→ **Instrucción 1**:
Responde estas preguntas según el texto sobre la Biblia de Tyndale:
(a) ¿A partir de qué edición comenzó Tyndale su traducción?
(b) ¿En qué año se editó la Biblia de Ginebra?
(c) Según Harold Bloom, ¿qué porcentaje de Tyndale contiene el lenguaje literario de la Biblia de Ginebra?
→ **Instrucción 2**: Transcribe tal cual todo lo que va en el texto sobre la Biblia de Tyndale desde "Lo mismo sucede" hasta "según Harold Bloom.".
→ **Instrucción 3**: Enumera todas las personas que se mencionan por su nombre en el texto sobre la Biblia de Tyndale.

Lo mismo sucede con la
Biblia en tierras inglesas y aún con mayor fuerza. La primera traducción de
intensa influencia es la de Tyndale, comenzada, por emulación, a partir de la
edición de Lutero. Sólo pudo acabar el Nuevo Testamento y parte del Antiguo,
pero sus discípulos la completaron y está en la base de la llamada Biblia de
Ginebra editada en 1560. Era la primera en usar el texto hebreo en lugar del
griego, pero el lenguaje mismo, el lenguaje literario de la Biblia de Ginebra,
contiene un ochenta por ciento de Tyndale según Harold Bloom.

→ **Datos sin procesar**:
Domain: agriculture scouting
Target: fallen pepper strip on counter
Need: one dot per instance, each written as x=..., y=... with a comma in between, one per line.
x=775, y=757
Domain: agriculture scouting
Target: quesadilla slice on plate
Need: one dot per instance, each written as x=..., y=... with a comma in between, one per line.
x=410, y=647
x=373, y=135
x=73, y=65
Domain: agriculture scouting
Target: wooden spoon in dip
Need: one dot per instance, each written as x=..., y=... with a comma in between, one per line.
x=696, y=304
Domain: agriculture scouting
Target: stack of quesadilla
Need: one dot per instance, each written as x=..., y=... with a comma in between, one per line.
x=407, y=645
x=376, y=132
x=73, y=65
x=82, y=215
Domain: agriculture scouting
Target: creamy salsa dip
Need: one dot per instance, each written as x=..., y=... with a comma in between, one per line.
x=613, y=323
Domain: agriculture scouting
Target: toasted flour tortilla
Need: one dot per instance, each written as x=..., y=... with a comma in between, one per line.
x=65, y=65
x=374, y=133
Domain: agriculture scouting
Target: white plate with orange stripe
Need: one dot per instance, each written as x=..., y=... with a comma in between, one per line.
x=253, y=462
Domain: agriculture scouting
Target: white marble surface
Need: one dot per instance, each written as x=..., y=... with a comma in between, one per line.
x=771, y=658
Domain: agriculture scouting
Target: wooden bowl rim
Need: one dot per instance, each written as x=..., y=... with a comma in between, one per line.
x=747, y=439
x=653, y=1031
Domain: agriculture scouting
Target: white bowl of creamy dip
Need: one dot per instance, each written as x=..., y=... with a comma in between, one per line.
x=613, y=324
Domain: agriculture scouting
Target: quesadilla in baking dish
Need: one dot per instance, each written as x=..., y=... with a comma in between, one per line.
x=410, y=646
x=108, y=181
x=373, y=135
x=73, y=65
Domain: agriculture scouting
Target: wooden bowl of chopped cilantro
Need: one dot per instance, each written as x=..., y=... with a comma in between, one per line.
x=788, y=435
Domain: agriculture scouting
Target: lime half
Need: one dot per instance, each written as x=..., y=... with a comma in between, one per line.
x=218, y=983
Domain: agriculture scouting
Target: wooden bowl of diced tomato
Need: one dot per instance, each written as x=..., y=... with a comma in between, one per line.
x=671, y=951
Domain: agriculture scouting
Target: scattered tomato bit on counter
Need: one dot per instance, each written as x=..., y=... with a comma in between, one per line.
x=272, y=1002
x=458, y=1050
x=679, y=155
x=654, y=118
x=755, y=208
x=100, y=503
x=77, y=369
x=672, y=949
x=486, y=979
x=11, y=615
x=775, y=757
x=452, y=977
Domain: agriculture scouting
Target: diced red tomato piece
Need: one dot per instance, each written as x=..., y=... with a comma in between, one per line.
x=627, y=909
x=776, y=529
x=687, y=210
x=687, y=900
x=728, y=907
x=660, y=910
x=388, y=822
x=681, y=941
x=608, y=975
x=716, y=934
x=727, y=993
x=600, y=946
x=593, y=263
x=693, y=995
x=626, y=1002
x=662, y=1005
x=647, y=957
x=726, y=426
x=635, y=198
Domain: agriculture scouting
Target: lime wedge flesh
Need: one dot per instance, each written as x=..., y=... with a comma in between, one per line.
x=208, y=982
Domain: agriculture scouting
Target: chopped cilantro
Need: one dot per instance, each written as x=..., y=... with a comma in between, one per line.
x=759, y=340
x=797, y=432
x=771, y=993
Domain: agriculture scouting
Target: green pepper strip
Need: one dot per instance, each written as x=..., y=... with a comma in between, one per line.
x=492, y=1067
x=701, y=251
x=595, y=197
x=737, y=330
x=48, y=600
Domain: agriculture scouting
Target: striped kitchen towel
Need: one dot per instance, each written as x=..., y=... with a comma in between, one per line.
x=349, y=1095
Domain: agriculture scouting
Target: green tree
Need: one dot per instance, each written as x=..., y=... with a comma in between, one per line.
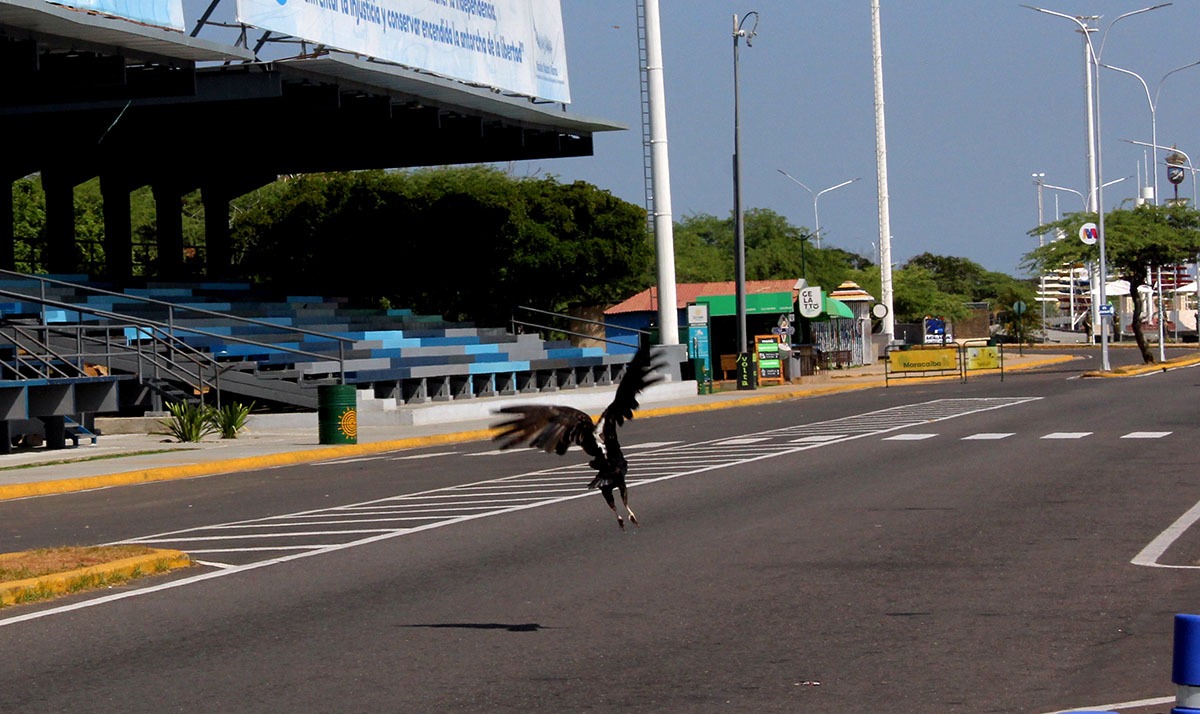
x=29, y=223
x=468, y=243
x=1138, y=241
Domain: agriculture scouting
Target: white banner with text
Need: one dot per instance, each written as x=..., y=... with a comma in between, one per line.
x=514, y=46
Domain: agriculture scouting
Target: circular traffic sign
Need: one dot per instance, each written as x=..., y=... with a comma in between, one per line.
x=1089, y=233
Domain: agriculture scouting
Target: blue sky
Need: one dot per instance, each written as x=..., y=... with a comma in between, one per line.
x=979, y=95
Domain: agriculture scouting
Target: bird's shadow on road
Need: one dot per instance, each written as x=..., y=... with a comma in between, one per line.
x=510, y=628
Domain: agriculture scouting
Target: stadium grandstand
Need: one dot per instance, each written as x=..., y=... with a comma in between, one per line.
x=227, y=105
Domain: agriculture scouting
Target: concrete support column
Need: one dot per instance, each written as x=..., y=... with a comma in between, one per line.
x=169, y=222
x=118, y=229
x=217, y=245
x=61, y=255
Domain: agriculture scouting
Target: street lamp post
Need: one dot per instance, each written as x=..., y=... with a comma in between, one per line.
x=816, y=197
x=1152, y=101
x=1038, y=180
x=739, y=239
x=1096, y=186
x=1085, y=203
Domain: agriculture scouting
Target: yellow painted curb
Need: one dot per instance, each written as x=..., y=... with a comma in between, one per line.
x=40, y=588
x=229, y=466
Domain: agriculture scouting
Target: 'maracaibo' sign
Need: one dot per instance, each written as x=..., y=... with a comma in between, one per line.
x=924, y=360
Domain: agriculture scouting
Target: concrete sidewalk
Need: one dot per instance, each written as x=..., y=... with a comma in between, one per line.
x=269, y=441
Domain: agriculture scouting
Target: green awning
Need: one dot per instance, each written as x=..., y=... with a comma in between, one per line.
x=756, y=303
x=834, y=307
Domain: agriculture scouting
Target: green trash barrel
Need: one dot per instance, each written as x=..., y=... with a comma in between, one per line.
x=337, y=419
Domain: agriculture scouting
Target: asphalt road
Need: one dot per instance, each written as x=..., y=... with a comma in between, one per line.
x=936, y=547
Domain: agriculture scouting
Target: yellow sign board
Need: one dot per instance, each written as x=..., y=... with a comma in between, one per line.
x=983, y=358
x=924, y=360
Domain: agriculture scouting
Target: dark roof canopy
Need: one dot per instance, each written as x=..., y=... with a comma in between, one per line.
x=88, y=95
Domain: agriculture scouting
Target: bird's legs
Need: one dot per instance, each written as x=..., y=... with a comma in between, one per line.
x=612, y=504
x=624, y=501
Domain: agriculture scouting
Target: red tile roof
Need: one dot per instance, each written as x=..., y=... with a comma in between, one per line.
x=648, y=300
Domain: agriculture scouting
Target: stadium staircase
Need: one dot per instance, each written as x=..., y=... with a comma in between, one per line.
x=215, y=342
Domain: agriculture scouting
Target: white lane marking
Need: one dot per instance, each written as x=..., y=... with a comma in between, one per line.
x=1152, y=552
x=341, y=461
x=651, y=445
x=1138, y=705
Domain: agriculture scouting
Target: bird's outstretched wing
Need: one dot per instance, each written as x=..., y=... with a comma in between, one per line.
x=552, y=429
x=640, y=373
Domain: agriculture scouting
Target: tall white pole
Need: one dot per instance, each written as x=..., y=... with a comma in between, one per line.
x=660, y=179
x=881, y=165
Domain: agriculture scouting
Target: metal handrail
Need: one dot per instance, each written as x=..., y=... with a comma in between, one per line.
x=40, y=352
x=171, y=309
x=171, y=329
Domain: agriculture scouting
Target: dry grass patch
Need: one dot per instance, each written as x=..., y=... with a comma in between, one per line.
x=47, y=573
x=45, y=562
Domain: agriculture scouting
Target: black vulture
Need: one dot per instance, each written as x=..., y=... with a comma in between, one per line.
x=555, y=429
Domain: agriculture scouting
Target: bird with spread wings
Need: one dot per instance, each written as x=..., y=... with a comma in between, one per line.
x=556, y=429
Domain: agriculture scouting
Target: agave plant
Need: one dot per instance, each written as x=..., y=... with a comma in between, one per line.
x=231, y=419
x=189, y=421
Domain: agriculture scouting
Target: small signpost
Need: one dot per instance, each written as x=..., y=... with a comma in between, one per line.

→ **Respuesta completa 1**:
(a) La edición de Lutero.
(b) En 1560.
(c) Un ochenta por ciento.

→ **Respuesta completa 2**:
Lo mismo sucede con la
Biblia en tierras inglesas y aún con mayor fuerza. La primera traducción de
intensa influencia es la de Tyndale, comenzada, por emulación, a partir de la
edición de Lutero. Sólo pudo acabar el Nuevo Testamento y parte del Antiguo,
pero sus discípulos la completaron y está en la base de la llamada Biblia de
Ginebra editada en 1560. Era la primera en usar el texto hebreo en lugar del
griego, pero el lenguaje mismo, el lenguaje literario de la Biblia de Ginebra,
contiene un ochenta por ciento de Tyndale según Harold Bloom.

→ **Respuesta completa 3**:
Tyndale
Lutero
Harold Bloom